The expected output is every record below, transcribed exactly, with the pictures left out.
☆ ☆ ☆ ☆ ☆
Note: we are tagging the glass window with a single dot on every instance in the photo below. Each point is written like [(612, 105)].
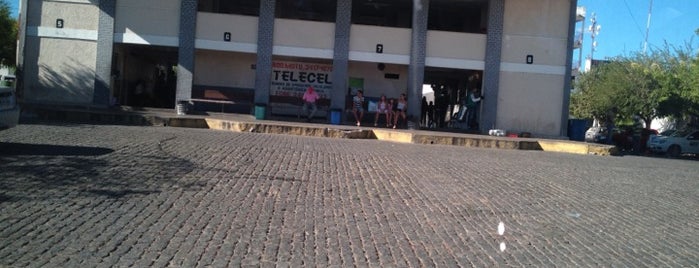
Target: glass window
[(458, 16), (315, 10), (239, 7), (388, 13)]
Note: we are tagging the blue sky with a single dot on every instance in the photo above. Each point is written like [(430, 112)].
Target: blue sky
[(624, 24)]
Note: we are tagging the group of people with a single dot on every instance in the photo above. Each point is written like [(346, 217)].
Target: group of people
[(392, 109)]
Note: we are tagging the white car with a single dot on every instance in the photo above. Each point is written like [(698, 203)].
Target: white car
[(678, 143), (9, 110)]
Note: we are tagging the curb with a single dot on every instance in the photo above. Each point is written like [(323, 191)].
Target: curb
[(245, 124)]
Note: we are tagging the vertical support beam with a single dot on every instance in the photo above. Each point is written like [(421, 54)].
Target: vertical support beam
[(418, 51), (19, 72), (343, 24), (105, 48), (567, 80), (265, 43), (185, 55), (491, 72)]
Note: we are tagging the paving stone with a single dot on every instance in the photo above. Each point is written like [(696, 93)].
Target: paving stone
[(99, 195)]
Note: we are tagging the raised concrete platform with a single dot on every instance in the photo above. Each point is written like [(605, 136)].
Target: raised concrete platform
[(247, 123)]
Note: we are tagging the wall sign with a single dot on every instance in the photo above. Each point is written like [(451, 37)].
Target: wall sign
[(293, 78)]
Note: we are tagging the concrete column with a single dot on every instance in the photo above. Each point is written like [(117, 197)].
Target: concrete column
[(19, 72), (418, 51), (343, 23), (491, 72), (565, 108), (185, 61), (265, 43), (105, 48)]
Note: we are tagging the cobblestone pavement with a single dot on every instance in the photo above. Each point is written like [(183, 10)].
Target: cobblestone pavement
[(91, 195)]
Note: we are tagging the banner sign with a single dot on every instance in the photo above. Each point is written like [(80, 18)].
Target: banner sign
[(293, 78)]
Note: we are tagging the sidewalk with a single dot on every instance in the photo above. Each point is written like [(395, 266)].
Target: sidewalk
[(248, 123)]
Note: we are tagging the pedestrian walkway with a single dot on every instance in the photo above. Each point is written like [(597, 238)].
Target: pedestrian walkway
[(248, 123)]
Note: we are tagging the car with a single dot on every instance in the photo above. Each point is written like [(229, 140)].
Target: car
[(679, 143), (653, 137), (9, 110), (596, 134)]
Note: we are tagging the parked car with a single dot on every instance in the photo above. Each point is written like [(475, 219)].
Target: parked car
[(9, 110), (680, 142), (596, 134)]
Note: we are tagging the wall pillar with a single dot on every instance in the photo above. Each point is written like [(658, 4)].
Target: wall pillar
[(491, 72), (343, 24), (567, 83), (265, 43), (105, 48), (185, 55), (418, 51)]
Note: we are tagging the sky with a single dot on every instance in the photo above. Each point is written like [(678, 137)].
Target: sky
[(623, 25)]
☆ ☆ ☆ ☆ ☆
__Answer for the task__:
Note: we are tagging the glass window with a single dot on every instance in the photo below. Each point is written like [(612, 105)].
Target: glass window
[(458, 16), (315, 10), (239, 7), (388, 13)]
Note: we are tagging the blue sky with a single dot on every instance in the photo above. Each point is written like [(430, 112)].
Target: blue sky
[(624, 24)]
Note: we are tagging the group of people with a single dot on every instance in the photo above. Each point is written like [(346, 217)].
Target: group of people
[(392, 109)]
Note: we are tagging the white car with a single dot on every instance in the photo above. Each point is written like [(698, 203)].
Target: white car
[(678, 143), (9, 110)]
Note: we are tagging the curb with a single dot on every instance in the photo above. Each point is written like [(323, 191)].
Target: curb
[(245, 124)]
Note: we are tagging the vertical support beam with a single dot on every instance in the photo above. Each point is written like [(421, 54)].
Target: vertical support beam
[(418, 51), (19, 72), (343, 24), (105, 48), (567, 80), (265, 43), (185, 55), (491, 72)]
Note: we are tagging the paving stone with a single dot on every instance in the photo above. Each point is written like [(696, 93)].
Target: paving stone
[(99, 195)]
Note: we are tagging the raised concrete platform with a single dot on every instance in the photo above. Each point is written like [(605, 136)].
Target: raised concrete platform
[(247, 123)]
Note: we are tagging the wall sign with a single dot on every instance in the photo above. Each point is written like [(451, 37)].
Target: wall sign
[(293, 78)]
Note: we are tagging the concrete column with a single dot on every instance in the photo above. Each point is written like [(117, 197)].
Target: concrete column
[(19, 72), (418, 51), (343, 23), (491, 72), (565, 108), (185, 61), (265, 43), (105, 48)]
Note: we are tagging the cobblestone pavement with a single dot on every instance in the photo above. Each point is written like [(183, 10)].
Target: cobblestone pavement
[(91, 195)]
Note: we are tagging the banner sign with a single dot on every instance in the photo above. Each point is written like [(80, 18)].
Target: banner sign
[(293, 78)]
Note: we are tagging the sidewalk with a single dot on every instance in the photo above. Each point is written like [(395, 266)].
Target: sidewalk
[(248, 123)]
Note: we are tagging the pedestrian walkway with a single dot on every instance in the photo above. Each point is written like [(597, 238)].
Target: pedestrian walkway
[(248, 123)]
Note: we are tagging the car with a single dot on every instance in the photo above. Each point is written like [(229, 140)].
Target: car
[(679, 143), (653, 137), (9, 110), (596, 134)]
Note: we are tagging the parked car with a single dot on every instance in the photo above. Each point is written like [(475, 219)].
Target: parked car
[(9, 110), (680, 142), (596, 134)]
Note: we are tagging the wall pillar with a single dot on every instance in the photo above. Each point is written like [(658, 4)].
Target: wall pillar
[(491, 72), (343, 24), (567, 83), (265, 43), (105, 48), (185, 55), (418, 51)]
Note: we are tagging the sky with a single dot on every instance in the photo above. Each point is written like [(678, 137)].
Target: sky
[(623, 25)]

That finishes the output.